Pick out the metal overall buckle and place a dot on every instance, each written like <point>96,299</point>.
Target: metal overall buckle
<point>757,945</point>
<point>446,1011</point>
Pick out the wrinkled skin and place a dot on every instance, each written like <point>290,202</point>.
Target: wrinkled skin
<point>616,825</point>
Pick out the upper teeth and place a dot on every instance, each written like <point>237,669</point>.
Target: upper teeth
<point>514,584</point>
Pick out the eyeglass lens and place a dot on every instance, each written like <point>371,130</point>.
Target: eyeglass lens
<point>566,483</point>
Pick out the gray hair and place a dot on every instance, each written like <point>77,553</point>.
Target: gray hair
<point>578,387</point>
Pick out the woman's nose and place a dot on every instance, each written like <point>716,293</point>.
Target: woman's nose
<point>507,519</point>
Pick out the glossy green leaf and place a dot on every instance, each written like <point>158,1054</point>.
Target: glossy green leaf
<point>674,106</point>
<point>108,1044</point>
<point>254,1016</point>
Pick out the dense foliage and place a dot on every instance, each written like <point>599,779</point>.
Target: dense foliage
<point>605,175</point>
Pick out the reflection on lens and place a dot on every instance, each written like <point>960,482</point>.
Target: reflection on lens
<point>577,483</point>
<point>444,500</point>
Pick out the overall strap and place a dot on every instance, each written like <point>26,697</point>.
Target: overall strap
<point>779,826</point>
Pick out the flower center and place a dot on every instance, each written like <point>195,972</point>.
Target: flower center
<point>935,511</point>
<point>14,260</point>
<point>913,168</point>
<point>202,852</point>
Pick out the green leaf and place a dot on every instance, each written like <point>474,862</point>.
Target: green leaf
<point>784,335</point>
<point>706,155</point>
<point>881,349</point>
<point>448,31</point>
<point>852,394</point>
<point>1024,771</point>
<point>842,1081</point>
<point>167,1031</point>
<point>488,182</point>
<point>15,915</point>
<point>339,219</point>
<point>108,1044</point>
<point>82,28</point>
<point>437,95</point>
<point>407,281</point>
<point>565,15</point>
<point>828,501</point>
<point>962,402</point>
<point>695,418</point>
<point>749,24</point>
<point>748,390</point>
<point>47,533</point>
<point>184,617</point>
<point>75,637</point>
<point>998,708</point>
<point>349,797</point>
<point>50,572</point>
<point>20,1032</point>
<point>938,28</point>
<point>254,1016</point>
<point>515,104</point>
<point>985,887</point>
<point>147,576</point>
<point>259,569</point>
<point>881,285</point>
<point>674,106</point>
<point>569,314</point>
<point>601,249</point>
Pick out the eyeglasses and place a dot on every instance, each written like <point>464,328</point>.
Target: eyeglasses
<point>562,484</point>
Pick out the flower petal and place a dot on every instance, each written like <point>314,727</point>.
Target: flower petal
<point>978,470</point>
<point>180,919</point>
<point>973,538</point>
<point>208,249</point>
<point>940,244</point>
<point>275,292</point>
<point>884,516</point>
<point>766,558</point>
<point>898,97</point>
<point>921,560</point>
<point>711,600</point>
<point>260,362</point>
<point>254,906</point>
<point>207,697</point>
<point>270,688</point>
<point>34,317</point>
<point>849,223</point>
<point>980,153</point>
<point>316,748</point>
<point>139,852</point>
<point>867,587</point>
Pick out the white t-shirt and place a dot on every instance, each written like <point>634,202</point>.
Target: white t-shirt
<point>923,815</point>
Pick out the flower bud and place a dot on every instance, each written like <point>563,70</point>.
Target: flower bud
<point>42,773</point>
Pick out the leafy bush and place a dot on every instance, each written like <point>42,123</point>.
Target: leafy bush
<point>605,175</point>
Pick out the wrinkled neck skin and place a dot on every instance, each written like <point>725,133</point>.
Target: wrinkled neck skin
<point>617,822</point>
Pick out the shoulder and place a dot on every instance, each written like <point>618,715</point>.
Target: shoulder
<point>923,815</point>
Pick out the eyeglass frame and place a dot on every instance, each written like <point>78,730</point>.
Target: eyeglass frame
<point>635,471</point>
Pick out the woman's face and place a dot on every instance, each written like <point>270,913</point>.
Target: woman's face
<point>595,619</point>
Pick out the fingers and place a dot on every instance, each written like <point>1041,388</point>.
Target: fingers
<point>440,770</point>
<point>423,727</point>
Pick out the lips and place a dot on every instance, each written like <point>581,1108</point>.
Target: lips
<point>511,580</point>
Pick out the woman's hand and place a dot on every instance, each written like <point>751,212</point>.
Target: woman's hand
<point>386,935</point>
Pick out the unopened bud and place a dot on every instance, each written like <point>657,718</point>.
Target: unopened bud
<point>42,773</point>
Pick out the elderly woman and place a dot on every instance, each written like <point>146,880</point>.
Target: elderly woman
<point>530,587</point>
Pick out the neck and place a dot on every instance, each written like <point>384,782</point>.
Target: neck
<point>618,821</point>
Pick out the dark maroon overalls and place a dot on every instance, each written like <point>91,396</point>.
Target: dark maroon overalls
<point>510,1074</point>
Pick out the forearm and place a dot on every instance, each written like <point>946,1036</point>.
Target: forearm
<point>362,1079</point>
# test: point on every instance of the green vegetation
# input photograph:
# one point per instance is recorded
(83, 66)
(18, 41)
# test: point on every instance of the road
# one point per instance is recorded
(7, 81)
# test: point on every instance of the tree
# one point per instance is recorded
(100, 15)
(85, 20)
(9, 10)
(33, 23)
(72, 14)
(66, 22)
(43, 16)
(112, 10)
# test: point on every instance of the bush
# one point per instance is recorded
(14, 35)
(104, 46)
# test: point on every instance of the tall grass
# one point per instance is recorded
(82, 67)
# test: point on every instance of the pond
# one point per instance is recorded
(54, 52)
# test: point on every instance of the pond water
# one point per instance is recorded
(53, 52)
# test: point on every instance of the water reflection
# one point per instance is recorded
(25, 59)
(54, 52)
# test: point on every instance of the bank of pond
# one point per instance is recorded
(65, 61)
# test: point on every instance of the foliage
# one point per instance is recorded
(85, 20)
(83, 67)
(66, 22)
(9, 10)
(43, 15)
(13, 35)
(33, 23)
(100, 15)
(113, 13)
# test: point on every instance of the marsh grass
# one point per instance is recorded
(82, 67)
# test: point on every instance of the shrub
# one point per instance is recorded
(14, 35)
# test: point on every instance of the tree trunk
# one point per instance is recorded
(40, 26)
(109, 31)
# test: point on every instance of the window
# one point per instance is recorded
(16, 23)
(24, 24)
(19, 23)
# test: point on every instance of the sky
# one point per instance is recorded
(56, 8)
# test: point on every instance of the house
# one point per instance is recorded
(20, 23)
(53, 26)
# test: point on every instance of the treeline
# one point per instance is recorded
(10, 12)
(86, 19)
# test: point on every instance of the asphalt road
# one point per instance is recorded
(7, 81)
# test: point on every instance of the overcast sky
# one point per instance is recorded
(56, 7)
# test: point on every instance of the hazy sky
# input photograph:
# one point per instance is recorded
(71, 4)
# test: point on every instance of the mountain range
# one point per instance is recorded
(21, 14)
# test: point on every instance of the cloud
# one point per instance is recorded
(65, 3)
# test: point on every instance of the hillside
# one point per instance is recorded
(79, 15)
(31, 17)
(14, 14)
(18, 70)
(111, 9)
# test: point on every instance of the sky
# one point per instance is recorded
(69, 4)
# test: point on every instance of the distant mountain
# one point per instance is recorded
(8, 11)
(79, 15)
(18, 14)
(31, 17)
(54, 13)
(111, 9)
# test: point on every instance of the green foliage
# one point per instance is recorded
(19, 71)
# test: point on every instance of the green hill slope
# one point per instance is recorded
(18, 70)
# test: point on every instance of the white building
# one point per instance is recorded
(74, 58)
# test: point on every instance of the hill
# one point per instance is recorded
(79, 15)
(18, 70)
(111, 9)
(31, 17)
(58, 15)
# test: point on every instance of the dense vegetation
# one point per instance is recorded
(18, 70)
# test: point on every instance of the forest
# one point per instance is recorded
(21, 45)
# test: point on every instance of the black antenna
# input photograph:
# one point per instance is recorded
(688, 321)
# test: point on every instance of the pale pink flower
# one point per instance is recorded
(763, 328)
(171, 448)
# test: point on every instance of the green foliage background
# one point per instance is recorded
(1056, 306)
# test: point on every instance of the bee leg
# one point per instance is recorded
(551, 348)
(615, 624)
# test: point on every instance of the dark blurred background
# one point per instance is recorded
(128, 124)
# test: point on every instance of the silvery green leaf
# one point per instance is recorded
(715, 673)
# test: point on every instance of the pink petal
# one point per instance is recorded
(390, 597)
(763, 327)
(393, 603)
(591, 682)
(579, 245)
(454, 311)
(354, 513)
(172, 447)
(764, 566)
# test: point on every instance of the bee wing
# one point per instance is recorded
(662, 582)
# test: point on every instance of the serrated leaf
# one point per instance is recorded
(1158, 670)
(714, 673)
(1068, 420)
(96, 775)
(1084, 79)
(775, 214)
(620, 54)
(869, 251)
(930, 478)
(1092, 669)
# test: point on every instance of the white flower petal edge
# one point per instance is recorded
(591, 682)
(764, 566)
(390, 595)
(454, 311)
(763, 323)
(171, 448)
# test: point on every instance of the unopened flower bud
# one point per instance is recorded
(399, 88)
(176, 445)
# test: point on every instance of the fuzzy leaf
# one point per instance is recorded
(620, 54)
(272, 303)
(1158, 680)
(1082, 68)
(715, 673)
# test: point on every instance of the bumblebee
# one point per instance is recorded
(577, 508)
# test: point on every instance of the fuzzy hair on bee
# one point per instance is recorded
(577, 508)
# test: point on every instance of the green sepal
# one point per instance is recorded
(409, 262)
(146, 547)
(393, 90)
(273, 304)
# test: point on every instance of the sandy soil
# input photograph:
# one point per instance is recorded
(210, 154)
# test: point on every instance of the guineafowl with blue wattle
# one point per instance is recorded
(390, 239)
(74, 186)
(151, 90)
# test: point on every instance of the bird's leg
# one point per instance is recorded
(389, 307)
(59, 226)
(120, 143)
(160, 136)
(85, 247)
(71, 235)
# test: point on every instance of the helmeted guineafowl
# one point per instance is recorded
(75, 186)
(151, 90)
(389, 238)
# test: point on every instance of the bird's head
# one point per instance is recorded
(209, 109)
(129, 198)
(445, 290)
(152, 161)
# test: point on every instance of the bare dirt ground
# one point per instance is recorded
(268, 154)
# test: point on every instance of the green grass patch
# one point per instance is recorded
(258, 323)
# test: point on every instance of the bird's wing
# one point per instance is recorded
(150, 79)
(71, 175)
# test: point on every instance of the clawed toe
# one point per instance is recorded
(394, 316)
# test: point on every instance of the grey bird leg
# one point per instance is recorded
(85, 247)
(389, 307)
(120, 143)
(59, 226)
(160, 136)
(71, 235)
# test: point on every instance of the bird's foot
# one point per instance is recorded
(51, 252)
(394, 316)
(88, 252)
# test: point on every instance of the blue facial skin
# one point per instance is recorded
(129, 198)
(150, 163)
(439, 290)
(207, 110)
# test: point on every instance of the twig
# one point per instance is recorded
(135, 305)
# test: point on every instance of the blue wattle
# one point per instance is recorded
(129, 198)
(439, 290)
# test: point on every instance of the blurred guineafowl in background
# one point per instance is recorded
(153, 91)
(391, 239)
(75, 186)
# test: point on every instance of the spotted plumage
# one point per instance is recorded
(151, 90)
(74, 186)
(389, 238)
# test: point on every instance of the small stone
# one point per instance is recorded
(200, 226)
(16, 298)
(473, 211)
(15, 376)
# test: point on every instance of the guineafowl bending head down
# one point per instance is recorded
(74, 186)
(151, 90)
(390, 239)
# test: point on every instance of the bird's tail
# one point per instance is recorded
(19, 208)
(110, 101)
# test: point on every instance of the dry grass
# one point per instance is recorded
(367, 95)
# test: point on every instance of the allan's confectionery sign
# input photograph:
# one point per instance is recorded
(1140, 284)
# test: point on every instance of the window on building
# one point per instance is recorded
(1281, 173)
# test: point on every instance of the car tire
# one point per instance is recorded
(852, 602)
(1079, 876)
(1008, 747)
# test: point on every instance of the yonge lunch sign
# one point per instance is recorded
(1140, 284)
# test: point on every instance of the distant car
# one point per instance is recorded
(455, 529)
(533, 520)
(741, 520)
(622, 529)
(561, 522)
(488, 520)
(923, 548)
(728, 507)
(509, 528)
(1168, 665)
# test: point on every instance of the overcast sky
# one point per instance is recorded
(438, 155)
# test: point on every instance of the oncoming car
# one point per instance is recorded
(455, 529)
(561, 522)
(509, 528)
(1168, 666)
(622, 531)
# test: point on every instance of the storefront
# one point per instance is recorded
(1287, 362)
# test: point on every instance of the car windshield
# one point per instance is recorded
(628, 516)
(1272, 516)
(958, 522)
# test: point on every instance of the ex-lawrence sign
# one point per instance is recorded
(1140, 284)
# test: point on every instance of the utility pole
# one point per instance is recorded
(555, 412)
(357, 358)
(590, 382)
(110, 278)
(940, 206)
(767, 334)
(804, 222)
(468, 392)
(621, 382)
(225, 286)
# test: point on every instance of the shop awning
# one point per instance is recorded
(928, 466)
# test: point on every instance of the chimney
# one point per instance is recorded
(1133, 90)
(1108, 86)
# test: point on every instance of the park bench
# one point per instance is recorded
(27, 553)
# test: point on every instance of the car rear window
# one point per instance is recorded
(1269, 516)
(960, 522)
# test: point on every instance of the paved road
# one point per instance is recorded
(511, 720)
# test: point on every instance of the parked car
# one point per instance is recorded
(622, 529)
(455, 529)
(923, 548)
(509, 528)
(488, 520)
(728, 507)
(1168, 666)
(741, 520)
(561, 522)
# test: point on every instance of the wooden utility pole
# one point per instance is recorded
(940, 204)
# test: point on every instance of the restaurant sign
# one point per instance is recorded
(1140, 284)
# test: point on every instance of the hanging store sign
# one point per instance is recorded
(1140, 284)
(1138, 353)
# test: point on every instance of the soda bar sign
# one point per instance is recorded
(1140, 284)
※ ※ ※
* _What the exercise asks_
Print the rows above again without any changes, starting with the first row and going on through the line with "<point>514,584</point>".

* _Exercise solution_
Pick out the metal overall buckle and place a dot on every instance, each written like <point>96,299</point>.
Target: metal overall buckle
<point>757,945</point>
<point>446,1011</point>
Pick out the wrinkled skin and place a dot on every instance, each written like <point>290,202</point>.
Target: wrinkled skin
<point>616,825</point>
Pick out the upper teeth and place a dot on every instance, each written like <point>237,669</point>.
Target: upper teeth
<point>514,584</point>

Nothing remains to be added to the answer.